» **Materiale da elaborare**:

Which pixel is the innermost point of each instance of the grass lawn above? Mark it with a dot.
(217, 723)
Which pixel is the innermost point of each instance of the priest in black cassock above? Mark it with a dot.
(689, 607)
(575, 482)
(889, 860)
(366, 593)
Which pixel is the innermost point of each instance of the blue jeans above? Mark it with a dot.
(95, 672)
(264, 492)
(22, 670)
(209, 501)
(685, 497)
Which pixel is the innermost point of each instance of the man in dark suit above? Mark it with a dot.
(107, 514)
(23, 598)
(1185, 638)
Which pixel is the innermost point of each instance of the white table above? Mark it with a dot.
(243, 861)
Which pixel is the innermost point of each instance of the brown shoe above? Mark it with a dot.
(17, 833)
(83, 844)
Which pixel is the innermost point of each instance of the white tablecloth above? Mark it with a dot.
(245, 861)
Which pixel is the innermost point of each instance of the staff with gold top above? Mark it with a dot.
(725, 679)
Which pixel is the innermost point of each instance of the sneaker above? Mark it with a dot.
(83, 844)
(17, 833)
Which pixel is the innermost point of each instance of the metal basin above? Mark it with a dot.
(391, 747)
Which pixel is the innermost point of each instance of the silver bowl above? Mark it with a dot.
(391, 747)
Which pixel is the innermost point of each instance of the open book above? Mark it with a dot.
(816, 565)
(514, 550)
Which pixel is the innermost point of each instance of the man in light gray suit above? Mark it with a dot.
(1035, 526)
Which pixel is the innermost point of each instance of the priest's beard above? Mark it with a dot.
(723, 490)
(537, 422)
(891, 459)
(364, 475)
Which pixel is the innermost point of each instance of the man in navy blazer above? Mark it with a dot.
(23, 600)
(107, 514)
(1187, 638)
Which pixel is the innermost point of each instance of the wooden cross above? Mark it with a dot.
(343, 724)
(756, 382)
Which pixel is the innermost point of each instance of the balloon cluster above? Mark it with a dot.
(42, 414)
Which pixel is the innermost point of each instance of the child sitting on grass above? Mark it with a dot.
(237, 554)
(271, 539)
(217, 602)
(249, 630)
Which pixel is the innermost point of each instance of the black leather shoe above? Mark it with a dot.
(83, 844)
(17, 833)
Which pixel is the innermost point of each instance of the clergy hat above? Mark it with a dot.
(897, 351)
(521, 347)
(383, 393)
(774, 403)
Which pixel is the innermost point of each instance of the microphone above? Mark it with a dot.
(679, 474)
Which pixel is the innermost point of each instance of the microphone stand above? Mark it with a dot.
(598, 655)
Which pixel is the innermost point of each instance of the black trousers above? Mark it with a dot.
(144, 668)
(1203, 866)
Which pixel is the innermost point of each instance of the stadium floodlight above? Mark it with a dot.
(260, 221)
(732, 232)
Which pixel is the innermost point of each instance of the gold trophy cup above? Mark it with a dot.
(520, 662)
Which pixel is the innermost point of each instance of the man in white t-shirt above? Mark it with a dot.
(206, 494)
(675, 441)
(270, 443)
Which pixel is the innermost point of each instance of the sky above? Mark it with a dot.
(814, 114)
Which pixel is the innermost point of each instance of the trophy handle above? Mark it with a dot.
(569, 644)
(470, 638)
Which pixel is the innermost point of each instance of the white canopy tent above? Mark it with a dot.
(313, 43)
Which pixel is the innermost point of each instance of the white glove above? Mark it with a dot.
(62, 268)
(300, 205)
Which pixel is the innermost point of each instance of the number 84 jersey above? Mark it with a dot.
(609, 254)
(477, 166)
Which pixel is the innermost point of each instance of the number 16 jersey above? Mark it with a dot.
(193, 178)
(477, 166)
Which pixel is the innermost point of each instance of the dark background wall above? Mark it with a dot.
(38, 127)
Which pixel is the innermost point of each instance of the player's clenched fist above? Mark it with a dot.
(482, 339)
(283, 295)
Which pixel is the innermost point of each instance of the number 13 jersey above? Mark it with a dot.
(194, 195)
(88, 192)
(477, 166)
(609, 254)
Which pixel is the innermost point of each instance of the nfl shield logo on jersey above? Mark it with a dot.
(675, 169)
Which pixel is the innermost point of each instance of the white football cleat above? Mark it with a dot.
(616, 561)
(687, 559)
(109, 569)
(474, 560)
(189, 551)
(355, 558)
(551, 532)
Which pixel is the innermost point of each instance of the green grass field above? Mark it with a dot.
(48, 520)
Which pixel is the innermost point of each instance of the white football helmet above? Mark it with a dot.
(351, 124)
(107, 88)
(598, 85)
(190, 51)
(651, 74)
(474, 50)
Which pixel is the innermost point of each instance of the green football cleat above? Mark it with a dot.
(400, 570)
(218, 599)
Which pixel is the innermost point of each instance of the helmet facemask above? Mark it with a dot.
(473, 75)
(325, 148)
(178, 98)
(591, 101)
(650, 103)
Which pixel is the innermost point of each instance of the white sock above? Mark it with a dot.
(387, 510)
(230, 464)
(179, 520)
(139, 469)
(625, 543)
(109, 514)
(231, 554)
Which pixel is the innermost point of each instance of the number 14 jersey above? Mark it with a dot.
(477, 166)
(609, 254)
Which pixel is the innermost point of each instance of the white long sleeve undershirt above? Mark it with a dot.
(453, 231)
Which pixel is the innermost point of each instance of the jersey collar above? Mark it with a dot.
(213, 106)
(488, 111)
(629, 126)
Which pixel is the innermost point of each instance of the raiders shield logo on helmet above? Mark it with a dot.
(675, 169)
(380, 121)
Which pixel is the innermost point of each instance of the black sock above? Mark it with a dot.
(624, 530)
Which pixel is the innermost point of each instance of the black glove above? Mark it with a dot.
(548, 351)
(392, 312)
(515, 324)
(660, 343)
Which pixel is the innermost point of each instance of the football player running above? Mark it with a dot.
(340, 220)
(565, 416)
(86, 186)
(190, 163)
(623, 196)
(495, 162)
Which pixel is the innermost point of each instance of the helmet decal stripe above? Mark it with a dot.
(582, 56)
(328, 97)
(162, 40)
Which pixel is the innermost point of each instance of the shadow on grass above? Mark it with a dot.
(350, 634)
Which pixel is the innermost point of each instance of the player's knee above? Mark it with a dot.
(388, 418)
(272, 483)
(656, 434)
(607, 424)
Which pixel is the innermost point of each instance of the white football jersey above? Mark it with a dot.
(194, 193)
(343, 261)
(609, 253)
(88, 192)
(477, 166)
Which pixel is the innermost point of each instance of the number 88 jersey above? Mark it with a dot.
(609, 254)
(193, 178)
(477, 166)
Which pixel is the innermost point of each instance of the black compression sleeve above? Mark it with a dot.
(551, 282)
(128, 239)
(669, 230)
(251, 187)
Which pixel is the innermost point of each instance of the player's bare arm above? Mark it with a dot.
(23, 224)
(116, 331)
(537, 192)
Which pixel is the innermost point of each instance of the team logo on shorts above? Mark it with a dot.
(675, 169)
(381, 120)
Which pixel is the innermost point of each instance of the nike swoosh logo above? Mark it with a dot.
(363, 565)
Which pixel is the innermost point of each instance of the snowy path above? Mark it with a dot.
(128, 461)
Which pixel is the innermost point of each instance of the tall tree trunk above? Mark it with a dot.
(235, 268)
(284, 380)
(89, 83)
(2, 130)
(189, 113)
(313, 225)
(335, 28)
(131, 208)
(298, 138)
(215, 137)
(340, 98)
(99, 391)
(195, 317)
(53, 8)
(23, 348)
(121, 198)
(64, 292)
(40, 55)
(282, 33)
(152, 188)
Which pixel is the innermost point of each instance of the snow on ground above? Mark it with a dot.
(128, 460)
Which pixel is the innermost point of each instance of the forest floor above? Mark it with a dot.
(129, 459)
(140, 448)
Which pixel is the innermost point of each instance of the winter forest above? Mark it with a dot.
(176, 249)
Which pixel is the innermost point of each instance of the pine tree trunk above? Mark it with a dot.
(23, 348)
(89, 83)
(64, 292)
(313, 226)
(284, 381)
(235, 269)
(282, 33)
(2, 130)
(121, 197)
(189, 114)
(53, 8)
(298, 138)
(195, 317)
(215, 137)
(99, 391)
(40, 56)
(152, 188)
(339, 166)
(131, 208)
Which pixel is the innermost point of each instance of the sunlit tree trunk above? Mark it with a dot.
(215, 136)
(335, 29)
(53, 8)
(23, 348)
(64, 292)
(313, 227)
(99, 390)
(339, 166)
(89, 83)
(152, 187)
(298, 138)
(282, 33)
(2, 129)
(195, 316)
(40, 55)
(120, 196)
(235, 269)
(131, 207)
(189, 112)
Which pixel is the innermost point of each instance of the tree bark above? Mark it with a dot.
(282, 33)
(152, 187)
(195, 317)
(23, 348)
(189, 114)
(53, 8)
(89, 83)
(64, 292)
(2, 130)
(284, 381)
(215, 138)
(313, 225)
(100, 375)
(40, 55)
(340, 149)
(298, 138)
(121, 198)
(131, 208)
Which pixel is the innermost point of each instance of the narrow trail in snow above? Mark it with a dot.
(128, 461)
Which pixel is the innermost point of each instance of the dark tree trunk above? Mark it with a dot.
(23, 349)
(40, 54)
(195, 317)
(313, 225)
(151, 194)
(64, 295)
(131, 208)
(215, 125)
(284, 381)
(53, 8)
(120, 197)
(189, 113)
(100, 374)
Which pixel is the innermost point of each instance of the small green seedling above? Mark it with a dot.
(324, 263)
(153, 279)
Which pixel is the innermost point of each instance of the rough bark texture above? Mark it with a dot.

» **Istruzioni**:
Riscriva la parte dell'elenco che va dall'inizio fino alla riga contenente "(1187, 638)", entrambe le estremità incluse, sostituendo "white" con "ivory" e lasciando invariato tutto il resto.

» **Soluzione proposta**:
Which pixel is the innermost point of each instance of the grass lawn above? Mark it with a dot.
(217, 723)
Which pixel is the innermost point of each instance of the priest in black cassock above? Mark it with a dot.
(689, 607)
(575, 482)
(889, 860)
(366, 593)
Which pixel is the innermost point of each instance of the blue jeans above? Mark it with a dot.
(95, 672)
(264, 492)
(22, 670)
(209, 501)
(685, 497)
Which pixel is the innermost point of each instance of the man in dark suit above? Mark it with a dot.
(107, 514)
(23, 598)
(1185, 638)
Which pixel is the innermost point of each instance of the ivory table above? Mark it with a dot.
(243, 861)
Which pixel is the innermost point of each instance of the brown shoe above? Mark it with a dot.
(17, 833)
(83, 844)
Which pixel is the innermost point of each instance of the ivory tablecloth above? Mark it with a dot.
(245, 861)
Which pixel is the innermost point of each instance of the staff with gold top above? Mark it with a dot.
(725, 679)
Which pixel is the innermost point of each instance of the sneaker above? Mark it with a dot.
(83, 844)
(17, 833)
Which pixel is the innermost point of each instance of the metal basin above? Mark it with a dot.
(391, 747)
Which pixel is the innermost point of each instance of the silver bowl above? Mark it with a dot.
(391, 747)
Which pixel is the innermost point of each instance of the open book above? Mark it with a dot.
(816, 565)
(514, 550)
Which pixel is the innermost point of each instance of the man in light gray suit above? Mark it with a dot.
(1035, 526)
Which pixel is the innermost point of each instance of the priest's beard above? Mark it with a dot.
(723, 490)
(537, 422)
(891, 459)
(364, 475)
Which pixel is the innermost point of each instance of the man in navy blazer above? Mark it with a dot.
(23, 600)
(107, 514)
(1187, 638)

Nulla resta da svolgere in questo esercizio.